### Alıştırma 1
Aşağıdaki listede "wheel" sözcüğünün geçtiği bütün satırları seçip olduğu gibi aktar.

Üstelik geçmişle hesaplaşma ve bunu yaparken hatırlama yöntemini kullanma, yaşanan kıyıma itiraz edenlerin hikayesini anlatma sadece siyasi olarak değil ahlaki olarak da çok şey anlatır. Hatırlamak, deneyimleri toplamak, geriye anlatacak birilerinin kalması fikri, insan olmanın potansiyellerinin umut veren yanını da açığa çıkarır. Ne kadar büyük zulüm olursa olsun geriye anlatacak birinin kalmış olması, insanın, belleğin, nisyanın ve deneyimin doğasına ilişkin önemli şeyler söyler. Varoluşa dair umut verir. Hannah Arendt, nazi subayı Adolf Eichmann’ın yargılanmasını anlattığı Kötülüğün Sıradanlığı kitabında hatırlamanın ve geriye anlatacak birinin kalmasının önemini ve ahlaki anlamını çok parlak bir biçimde şöyle özetler: “Totaliter tahakkümün iyi veya kötü bütün edimleri yutan bu nisyan boşluklarını yerleştirmeye çalıştığı doğrudur. Ama Haziran 1942’den sonra katliamların izini canla başla yok etmeye çalışan Nazilerin bu girişimleri nasıl başarısızlığa mahkum olduysa, muarızlarının ‘adsız, sansız, sessiz sedasız ortadan kaybolmasını’ sağlamaya yönelik çabaları da boşunaydı. İnsana özgü hiçbir şey bu kadar kusursuz değil, nisyanı mümkün hale getirebilecek çok fazla insan var bu dünyada. Ama her zaman geriye hikayeyi anlatacak biri kalacaktır. Bu nedenle, en uzun vadede, hiçbir şey ‘pratikte faydasız’ olamaz. (…) Böyle hikayelerin verdiği ders basittir, herkes bunu anlayabilir. Siyasi bir bakış açısıyla ifade edecek olursak söz konusu hikayeler, bu dehşet ortamında insanların çoğunun boyun eğeceğini, ama bazılarının eğmeyeceğini anlatır. Keza Nihai Çözüm’ün teklif edildiği ülkelerle ilgili hikaye, aynı şey daha başka yerlerde de ‘olabilirdi’ der, amaher yerde olmadı. İnsani açıdan bakarsak, bu gezegenin insanların yaşamasına uygun bir yer olarak kalması için başka bir şey, daha fazlası gerekmez”[2].

### Çıkarılan kayıtlar
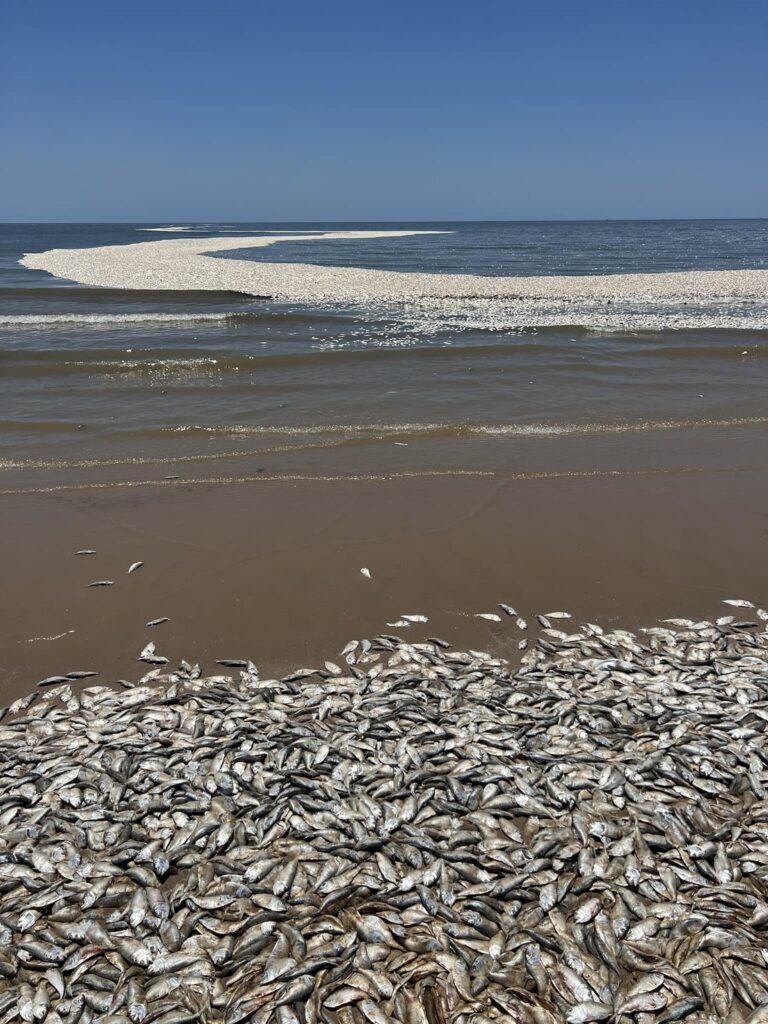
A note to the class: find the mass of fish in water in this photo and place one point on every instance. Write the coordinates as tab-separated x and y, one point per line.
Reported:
415	834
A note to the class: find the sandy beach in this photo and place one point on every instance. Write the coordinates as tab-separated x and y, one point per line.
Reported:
401	659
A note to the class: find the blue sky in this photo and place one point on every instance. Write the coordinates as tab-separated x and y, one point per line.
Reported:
230	110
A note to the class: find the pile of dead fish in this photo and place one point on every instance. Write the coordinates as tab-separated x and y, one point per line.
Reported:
414	835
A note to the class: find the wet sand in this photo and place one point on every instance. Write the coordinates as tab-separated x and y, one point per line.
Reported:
269	568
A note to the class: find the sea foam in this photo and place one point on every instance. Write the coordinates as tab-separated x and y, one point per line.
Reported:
735	299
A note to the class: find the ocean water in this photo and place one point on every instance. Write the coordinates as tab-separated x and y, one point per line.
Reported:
96	377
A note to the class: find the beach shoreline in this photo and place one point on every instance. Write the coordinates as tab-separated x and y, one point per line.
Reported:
273	565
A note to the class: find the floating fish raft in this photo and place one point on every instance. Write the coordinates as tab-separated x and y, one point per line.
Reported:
416	835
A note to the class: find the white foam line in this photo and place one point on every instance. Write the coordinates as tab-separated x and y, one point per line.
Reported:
187	264
101	320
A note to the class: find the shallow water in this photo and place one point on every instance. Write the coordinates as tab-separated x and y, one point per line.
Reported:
256	455
99	375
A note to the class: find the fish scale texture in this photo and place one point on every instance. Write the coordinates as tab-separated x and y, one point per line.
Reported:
416	835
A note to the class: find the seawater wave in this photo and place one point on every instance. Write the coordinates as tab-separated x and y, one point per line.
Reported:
45	321
425	430
310	437
427	302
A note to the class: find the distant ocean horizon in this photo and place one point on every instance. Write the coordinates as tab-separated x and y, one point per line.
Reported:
107	376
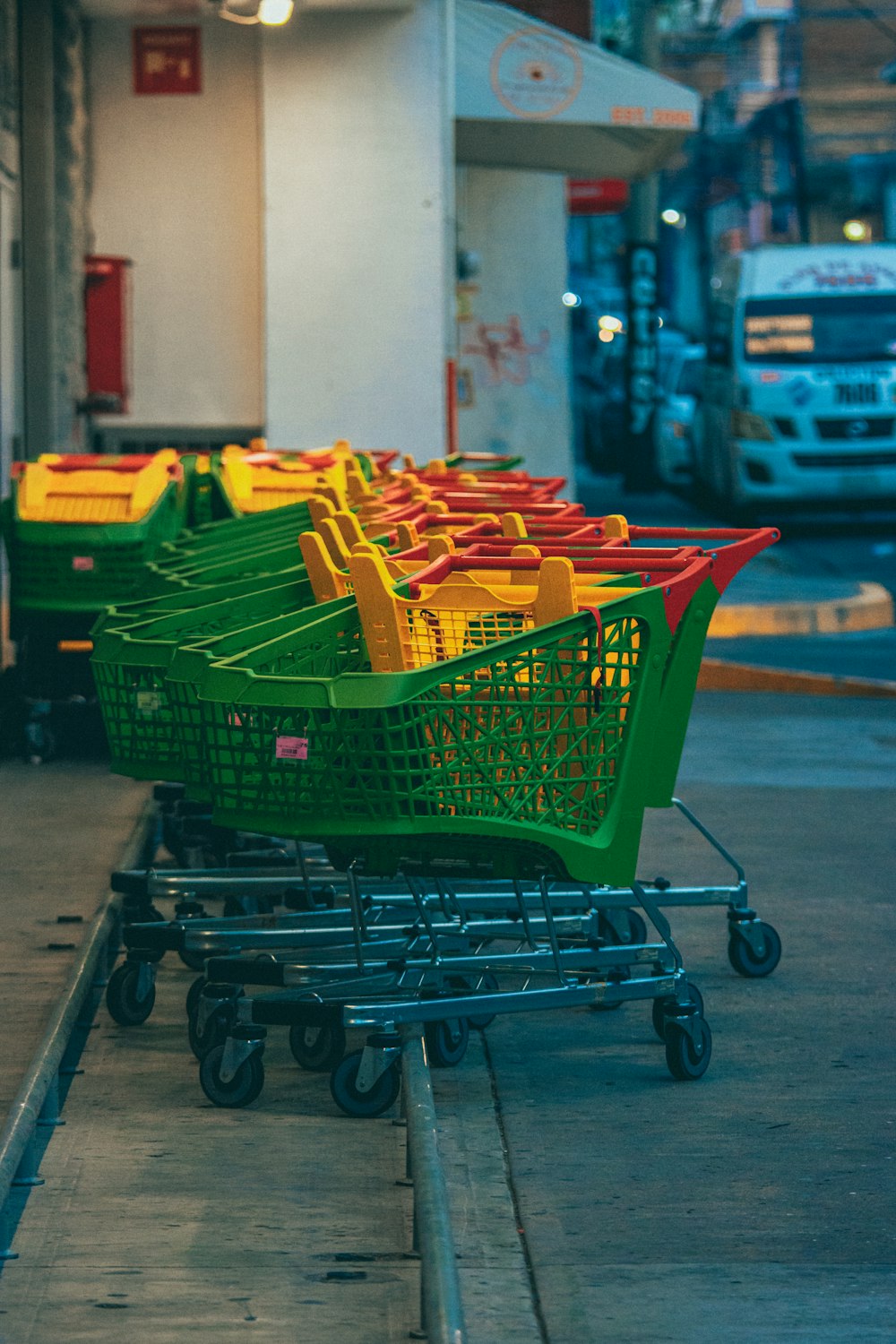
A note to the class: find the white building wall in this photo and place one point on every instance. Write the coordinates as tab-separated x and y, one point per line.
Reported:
513	335
358	164
177	187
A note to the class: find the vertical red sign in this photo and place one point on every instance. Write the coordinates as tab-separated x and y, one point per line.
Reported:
167	61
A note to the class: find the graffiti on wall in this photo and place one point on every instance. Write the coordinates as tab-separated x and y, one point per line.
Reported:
505	351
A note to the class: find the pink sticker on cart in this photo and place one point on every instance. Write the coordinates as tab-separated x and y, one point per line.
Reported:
292	749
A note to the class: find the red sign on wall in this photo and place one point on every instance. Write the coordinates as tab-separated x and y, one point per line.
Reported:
167	61
597	195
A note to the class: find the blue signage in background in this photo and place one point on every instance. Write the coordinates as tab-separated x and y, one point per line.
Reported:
638	464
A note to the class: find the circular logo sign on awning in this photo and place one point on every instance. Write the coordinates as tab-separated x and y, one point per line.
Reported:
536	74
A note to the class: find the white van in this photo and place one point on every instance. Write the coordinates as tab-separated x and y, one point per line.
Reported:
799	395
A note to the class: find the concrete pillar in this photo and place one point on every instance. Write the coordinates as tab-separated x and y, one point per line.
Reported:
513	336
359	258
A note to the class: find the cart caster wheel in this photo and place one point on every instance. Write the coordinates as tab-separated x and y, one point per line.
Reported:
194	995
688	1058
242	1089
214	1032
121	996
662	1008
383	1094
194	960
446	1042
745	961
317	1048
487	984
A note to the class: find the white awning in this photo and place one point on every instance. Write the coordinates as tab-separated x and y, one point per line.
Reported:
530	96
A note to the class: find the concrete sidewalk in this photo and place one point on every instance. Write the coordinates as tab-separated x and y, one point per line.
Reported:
754	1204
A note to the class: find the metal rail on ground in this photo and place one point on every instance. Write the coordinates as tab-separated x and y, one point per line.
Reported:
441	1306
37	1102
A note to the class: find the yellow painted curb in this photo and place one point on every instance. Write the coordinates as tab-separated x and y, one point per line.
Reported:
718	675
869	609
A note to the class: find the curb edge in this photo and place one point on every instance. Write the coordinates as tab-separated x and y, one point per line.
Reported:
869	609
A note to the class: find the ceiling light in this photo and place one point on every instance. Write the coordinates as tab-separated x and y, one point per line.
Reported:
271	13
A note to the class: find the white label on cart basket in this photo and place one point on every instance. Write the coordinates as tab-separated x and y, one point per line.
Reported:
292	749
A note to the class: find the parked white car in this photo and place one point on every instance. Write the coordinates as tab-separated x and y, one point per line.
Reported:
680	392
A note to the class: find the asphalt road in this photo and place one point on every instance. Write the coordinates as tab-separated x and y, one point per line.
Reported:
845	548
754	1206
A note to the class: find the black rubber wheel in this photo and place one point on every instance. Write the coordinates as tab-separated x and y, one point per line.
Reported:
664	1007
343	1086
121	996
485	984
745	961
688	1058
214	1034
242	1089
446	1042
317	1048
195	960
193	995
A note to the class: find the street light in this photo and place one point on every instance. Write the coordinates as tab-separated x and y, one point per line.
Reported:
273	13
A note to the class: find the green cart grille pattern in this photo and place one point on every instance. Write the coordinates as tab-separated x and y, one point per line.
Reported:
530	742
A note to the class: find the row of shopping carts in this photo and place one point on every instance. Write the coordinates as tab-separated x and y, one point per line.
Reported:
410	725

### Alıştırma 2
Makaledeki Arendt alıntısına göre en uzun vadede hiçbir şeyin "pratikte faydasız" olamamasının nedeni nedir? Bir ila üç cümleyle açıkla.

### Son cevap 1
A note to the class: find the cart caster wheel in this photo and place one point on every instance. Write the coordinates as tab-separated x and y, one point per line.
A note to the class: find the black rubber wheel in this photo and place one point on every instance. Write the coordinates as tab-separated x and y, one point per line.

### Son cevap 2
Alıntıya göre insana özgü hiçbir şey kusursuz değildir. Bu yüzden Nazilerin katliamların izini silme ve muarızlarını sessizce ortadan kaldırma çabaları boşa çıkmıştır. Her zaman geriye hikayeyi anlatacak biri kalacağından en uzun vadede hiçbir şey "pratikte faydasız" olamaz.